* Set task *
Continue the text on character set conversion and message reformatting, starting right after its last sentence.

* Text block *
Sun Java System Messaging Server 6 2005Q4 Administration Guide

Character Set Conversion and Message Reformatting

This section describes character set, formatting, and labelling conversions performed internally by the MTA. Note that some of the examples in this section use old or obsolete technology like DEC VMS, or the d channels. Although these technologies are old or obsolete, this does not make the examples DEC- or d channel-specific. The examples are still valid in describing how the conversion technology works. We will update the examples in a later release.

One very basic mapping table in Messaging Server is the character set conversion table. The name of this table is CHARSET-CONVERSION. It is used to specify what sorts of channel-to-channel character set conversions and message reformatting should be done.

On many systems there is no need to do character set conversions or message reformatting and therefore this table is not needed. Situations arise, however, where character conversions must be done. For example, sites running Japanese OpenVMS may need to convert between DEC Kanji and the ISO-2022 Kanji currently used on the Internet. Another possible use of conversions arises when multinational characters are so heavily used that the slight discrepancies between the DEC Multinational Character Set (DEC-MCS) and the ISO-8859-1 character set specified for use in MIME may become an issue, and actual conversion between the two may therefore be needed.

The CHARSET-CONVERSION mapping table can also be used to alter the format of messages. Facilities are provided to convert a number of non-MIME formats into MIME. Changes to MIME encodings and structure are also possible. These options are used when messages are being relayed to systems that only support MIME or some subset of MIME. And finally, conversion from MIME into non-MIME formats is provided in a small number of cases.

Data items
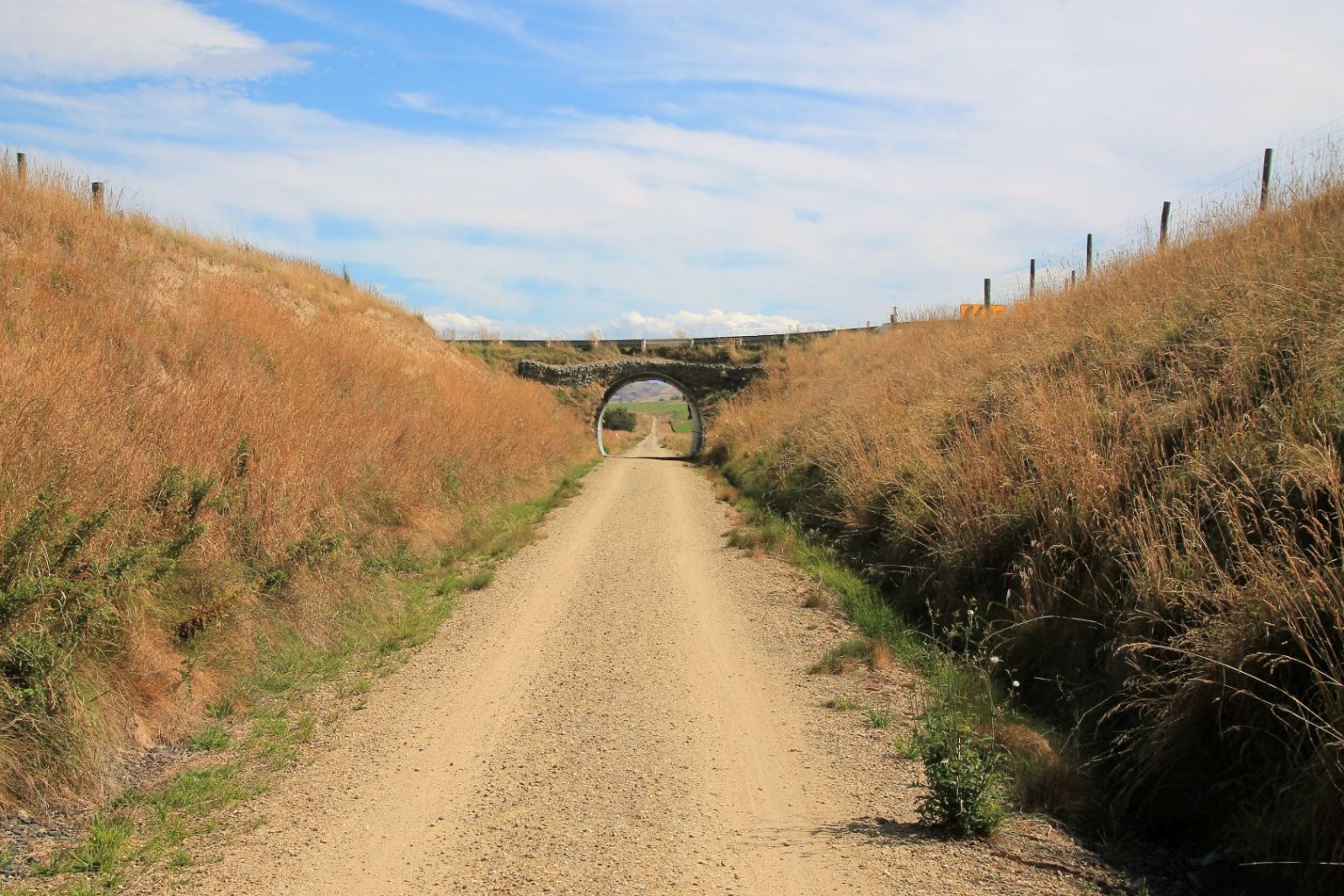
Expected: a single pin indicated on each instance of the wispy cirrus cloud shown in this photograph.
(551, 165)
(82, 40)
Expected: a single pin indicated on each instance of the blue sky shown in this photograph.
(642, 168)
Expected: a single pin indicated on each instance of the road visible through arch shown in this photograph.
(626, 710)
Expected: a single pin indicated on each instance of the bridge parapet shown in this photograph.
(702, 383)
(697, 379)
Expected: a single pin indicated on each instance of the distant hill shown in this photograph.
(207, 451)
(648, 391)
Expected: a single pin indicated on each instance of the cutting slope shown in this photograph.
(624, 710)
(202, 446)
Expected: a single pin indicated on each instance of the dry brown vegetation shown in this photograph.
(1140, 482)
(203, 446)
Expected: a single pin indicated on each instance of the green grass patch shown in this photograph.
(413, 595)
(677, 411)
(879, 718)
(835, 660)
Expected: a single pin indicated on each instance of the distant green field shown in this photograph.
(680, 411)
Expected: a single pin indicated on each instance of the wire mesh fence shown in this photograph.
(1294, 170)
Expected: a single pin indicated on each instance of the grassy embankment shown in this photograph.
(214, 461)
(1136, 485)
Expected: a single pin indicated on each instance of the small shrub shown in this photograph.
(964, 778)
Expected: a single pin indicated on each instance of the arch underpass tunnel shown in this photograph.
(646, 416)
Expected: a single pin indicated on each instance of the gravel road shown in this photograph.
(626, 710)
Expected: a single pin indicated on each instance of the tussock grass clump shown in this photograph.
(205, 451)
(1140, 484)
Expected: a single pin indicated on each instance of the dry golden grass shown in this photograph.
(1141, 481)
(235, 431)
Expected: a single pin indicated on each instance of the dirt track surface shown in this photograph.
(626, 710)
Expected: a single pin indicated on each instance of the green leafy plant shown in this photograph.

* Output for this task *
The MTA will probe the CHARSET-CONVERSION mapping table in two different ways. The first probe is used to determine whether or not the MTA should reformat the message and if so, what formatting options should be used. (If no reformatting is specified, the MTA does not bother to check for specific character set conversions.) The input string for this first probe has the general form:

IN-CHAN=in-channel;OUT-CHAN=out-channel;CONVERT

Here in-channel is the name of the source channel (where the message comes from) and out-channel is the name of the destination channel (where the message is going). If a match occurs the resulting string should be a comma-separated list of keywords. Table 13–7 lists the keywords.

Table 13–7 CHARSET-CONVERSION Mapping Table Keywords

Keyword 

Description 

Always

Force conversion even the message is going to be passed through the conversion channel before going to out-channel.

Appledouble

Convert other MacMIME formats to Appledouble format. 

Applesingle

Convert other MacMIME formats to Applesingle format. 

BASE64

Switch MIME encodings to BASE64. This keyword only applies to message parts that are already encoded. Messages with Content-transfer-encoding: 7BIT or 8bit do not require any special encoding and therefore this BASE64 option will have no effect on them. 

Binhex

Convert other MacMIME formats, or parts including Macintosh type and Mac creator information, to Binhex format. 

Block

Extract just the data fork from MacMIME format parts. 

Bottom

“Flatten” any message/rfc822 body part (forwarded message) into a message content part and a header part.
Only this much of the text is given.